* _Task details_: In the records below, locate the line containing "Reviewer note: confirm that every instance of the golden", then output that line and all later lines exactly, through the last one.
»»
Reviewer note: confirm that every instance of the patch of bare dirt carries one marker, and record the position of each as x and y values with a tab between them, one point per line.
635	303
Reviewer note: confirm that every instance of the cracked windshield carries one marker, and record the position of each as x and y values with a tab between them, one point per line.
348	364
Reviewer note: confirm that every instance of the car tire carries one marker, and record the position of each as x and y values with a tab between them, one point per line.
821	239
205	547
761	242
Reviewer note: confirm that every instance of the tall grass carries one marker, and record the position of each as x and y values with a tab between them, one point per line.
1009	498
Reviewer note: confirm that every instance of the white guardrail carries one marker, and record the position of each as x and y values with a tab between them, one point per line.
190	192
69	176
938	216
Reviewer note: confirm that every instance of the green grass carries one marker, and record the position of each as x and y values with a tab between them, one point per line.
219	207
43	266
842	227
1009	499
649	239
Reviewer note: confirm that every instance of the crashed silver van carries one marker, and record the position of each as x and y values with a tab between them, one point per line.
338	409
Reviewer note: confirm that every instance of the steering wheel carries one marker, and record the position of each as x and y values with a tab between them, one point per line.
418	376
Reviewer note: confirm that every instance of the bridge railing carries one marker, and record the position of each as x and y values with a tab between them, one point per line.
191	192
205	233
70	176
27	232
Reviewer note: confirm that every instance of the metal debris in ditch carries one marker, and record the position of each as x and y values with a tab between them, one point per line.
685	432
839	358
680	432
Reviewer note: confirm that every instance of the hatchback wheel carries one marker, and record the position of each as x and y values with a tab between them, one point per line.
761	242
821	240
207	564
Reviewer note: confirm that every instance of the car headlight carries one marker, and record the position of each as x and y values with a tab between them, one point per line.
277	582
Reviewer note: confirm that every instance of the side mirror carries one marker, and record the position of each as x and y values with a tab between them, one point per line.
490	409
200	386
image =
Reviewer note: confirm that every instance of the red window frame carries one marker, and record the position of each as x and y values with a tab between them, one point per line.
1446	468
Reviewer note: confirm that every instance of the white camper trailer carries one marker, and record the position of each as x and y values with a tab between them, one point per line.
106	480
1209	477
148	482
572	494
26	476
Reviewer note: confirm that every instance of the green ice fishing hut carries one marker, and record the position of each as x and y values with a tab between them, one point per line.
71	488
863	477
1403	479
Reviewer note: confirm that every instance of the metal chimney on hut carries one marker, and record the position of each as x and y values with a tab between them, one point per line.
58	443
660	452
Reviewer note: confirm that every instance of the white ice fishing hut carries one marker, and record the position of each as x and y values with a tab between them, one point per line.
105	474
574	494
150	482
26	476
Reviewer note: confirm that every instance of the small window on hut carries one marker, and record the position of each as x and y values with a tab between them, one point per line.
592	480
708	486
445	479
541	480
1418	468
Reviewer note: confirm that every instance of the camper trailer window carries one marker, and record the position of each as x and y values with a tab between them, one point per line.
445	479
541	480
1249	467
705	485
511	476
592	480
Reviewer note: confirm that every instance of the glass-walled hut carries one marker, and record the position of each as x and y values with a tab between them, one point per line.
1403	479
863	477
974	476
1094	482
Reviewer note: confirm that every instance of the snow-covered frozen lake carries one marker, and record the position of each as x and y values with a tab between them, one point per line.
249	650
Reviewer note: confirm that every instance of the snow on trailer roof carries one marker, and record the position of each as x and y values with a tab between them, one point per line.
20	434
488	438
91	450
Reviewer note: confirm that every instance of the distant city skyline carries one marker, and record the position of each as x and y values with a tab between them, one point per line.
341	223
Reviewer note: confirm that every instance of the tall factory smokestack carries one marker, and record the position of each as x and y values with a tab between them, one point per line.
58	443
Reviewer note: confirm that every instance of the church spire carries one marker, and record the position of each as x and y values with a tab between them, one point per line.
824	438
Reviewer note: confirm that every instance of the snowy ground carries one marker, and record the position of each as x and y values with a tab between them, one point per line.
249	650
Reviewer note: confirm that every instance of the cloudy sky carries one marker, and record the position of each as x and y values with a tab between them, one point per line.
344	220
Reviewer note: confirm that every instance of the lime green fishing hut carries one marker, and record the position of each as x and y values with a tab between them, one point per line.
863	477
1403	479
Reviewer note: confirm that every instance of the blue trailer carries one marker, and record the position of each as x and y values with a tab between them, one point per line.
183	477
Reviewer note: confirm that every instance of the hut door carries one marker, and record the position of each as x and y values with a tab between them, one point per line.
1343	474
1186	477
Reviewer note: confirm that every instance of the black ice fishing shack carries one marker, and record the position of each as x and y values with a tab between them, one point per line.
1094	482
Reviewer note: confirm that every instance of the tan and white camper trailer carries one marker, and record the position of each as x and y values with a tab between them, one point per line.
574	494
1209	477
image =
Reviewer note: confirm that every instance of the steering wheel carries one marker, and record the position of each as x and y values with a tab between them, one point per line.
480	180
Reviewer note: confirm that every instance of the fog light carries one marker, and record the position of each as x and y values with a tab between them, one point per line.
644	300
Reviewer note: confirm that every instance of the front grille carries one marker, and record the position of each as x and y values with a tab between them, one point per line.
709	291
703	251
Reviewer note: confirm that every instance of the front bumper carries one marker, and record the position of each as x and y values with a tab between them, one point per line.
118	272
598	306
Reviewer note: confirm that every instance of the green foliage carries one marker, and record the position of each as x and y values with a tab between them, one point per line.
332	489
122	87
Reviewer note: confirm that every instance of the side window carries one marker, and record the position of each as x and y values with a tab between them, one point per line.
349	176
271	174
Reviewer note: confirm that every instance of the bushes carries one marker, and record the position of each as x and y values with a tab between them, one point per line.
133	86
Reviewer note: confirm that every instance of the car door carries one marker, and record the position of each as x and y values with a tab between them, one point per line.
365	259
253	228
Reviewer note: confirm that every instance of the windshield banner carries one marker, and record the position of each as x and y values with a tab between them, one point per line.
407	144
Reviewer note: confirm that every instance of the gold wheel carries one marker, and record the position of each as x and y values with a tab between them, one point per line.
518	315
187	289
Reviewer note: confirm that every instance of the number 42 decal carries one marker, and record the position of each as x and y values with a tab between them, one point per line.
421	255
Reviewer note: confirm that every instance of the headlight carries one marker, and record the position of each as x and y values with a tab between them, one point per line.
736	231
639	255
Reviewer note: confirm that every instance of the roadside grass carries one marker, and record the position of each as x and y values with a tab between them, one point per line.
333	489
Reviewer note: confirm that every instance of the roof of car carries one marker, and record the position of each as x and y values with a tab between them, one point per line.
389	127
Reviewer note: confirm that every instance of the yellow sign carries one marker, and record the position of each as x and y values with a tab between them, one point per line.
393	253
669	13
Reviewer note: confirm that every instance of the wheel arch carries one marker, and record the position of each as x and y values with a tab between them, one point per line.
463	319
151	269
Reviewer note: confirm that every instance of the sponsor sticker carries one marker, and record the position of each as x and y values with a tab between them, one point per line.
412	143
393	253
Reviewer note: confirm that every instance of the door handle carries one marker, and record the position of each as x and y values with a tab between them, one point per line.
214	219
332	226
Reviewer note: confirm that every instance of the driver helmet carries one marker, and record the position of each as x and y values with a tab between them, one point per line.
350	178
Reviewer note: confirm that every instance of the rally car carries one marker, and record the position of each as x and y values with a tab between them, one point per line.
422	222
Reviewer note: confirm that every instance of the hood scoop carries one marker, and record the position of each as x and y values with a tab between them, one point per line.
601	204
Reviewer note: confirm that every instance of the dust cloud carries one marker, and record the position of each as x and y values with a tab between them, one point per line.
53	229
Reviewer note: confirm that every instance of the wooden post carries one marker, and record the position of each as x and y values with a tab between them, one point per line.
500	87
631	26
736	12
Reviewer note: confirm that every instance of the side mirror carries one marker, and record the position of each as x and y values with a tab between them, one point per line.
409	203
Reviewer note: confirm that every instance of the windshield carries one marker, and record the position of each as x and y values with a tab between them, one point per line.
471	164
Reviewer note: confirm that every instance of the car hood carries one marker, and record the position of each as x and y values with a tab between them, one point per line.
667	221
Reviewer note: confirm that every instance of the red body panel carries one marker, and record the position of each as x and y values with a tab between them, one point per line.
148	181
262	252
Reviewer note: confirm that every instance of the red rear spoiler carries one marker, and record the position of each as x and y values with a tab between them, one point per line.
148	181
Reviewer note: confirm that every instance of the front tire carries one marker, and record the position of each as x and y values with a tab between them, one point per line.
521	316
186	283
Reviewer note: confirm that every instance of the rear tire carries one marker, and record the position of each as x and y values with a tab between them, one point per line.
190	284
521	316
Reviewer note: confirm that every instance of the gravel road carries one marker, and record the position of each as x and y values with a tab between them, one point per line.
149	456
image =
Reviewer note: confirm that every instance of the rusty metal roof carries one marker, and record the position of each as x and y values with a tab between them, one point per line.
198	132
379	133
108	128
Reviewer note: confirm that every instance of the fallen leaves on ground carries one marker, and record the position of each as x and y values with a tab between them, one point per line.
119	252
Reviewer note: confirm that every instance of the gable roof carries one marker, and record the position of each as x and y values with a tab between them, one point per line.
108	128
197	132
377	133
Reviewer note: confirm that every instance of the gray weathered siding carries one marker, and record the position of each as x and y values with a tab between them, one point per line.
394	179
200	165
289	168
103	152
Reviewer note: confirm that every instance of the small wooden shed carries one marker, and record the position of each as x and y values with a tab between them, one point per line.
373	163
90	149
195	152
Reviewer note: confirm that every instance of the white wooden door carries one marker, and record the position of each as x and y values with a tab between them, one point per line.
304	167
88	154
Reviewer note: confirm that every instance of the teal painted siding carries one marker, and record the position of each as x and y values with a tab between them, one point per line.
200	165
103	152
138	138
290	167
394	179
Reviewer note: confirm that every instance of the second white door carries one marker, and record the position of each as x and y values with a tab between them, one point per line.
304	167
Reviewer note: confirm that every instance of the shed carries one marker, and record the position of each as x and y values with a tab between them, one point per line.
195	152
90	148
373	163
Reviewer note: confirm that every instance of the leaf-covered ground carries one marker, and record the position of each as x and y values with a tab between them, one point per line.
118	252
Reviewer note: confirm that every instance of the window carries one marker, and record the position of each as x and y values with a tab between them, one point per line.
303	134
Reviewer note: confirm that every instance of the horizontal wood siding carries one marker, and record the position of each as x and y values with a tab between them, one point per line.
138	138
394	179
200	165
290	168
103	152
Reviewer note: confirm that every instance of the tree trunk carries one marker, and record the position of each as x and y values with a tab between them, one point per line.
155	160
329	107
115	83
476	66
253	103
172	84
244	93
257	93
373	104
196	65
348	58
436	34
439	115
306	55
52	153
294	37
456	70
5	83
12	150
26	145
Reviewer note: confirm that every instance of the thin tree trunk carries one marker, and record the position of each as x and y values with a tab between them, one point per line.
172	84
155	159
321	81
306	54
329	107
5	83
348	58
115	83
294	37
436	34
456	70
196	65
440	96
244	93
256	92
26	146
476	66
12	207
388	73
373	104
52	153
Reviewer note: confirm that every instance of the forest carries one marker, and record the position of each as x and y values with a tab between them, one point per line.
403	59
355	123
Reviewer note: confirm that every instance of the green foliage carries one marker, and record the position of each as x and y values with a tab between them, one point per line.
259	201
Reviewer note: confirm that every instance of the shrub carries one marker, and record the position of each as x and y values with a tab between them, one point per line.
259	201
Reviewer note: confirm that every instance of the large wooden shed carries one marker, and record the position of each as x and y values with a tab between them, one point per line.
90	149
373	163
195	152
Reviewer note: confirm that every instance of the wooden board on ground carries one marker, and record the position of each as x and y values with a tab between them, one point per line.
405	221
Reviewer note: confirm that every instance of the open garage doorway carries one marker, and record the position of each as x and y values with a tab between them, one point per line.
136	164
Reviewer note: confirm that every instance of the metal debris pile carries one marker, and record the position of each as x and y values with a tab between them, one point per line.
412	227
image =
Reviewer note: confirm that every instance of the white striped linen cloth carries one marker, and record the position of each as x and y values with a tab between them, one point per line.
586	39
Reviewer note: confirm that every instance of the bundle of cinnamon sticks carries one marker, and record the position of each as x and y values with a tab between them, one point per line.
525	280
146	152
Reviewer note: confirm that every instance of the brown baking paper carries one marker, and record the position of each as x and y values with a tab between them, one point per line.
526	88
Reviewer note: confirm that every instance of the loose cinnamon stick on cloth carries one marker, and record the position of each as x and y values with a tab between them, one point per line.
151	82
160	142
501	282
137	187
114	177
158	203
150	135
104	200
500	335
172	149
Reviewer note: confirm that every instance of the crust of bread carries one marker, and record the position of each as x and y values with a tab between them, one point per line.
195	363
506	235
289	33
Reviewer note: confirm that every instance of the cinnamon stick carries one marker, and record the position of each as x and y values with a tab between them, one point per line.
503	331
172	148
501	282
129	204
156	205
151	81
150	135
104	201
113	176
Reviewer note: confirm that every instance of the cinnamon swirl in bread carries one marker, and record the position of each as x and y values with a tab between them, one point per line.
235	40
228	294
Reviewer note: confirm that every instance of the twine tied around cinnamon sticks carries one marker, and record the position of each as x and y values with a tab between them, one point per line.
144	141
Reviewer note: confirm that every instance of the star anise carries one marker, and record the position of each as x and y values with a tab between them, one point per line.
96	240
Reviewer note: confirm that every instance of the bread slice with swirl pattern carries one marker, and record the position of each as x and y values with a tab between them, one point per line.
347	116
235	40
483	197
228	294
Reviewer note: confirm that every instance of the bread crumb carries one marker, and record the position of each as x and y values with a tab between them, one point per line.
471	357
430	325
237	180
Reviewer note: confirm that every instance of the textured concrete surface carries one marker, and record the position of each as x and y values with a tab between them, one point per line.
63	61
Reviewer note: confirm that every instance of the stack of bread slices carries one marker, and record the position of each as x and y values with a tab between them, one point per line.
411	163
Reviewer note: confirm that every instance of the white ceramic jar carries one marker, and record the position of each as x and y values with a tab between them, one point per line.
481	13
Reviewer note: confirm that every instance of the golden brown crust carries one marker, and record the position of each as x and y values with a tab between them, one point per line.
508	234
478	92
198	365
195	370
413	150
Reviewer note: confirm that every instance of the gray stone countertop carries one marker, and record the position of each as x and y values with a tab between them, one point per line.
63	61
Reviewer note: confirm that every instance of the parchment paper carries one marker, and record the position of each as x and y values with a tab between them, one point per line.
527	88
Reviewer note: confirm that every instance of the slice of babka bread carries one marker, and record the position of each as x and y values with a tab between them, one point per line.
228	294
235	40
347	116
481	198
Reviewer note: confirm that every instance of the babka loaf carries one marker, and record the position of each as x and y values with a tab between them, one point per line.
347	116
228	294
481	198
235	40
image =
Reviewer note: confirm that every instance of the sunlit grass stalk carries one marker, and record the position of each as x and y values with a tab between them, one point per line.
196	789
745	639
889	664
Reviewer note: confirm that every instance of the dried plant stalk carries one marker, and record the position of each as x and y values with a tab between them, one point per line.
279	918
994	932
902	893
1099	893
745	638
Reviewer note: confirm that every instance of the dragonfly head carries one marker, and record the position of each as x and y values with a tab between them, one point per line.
««
* _Correct output_:
Reviewer note: confirm that every instance of the golden brown crust carries one marker, and record the position of each as x and y values with a tab between them, one point per line.
508	234
478	92
198	365
195	370
413	150
Reviewer note: confirm that every instance of the gray stone countertop carries one marker, and record the position of each as x and y values with a tab between them, one point per line.
63	61
Reviewer note: confirm that every instance of the parchment paper carries one marker, and record the position of each as x and y values with a tab between them, one point per line.
527	88
Reviewer note: confirm that every instance of the slice of babka bread carries one marker, and record the position of each as x and y values with a tab between them, one point per line.
228	294
235	40
347	116
481	198
Reviewer note: confirm that every instance of the babka loaf carries one marker, and record the position of each as x and y values with a tab between them, one point per line.
347	116
228	294
481	198
235	40
image =
Reviewer note: confirm that every instance of the sunlit grass stalk carries one marker, and record the position of each as x and y values with a tab between them, one point per line.
196	789
745	639
889	664
Reviewer note: confirm that every instance of the dried plant stalk carries one marker, and record the position of each as x and y values with a tab between them, one point per line.
279	918
994	932
902	893
1099	893
745	638
Reviewer note: confirm that every instance of the dragonfly head carries one marker, and record the position of each as x and y values with a tab between them, one point per line.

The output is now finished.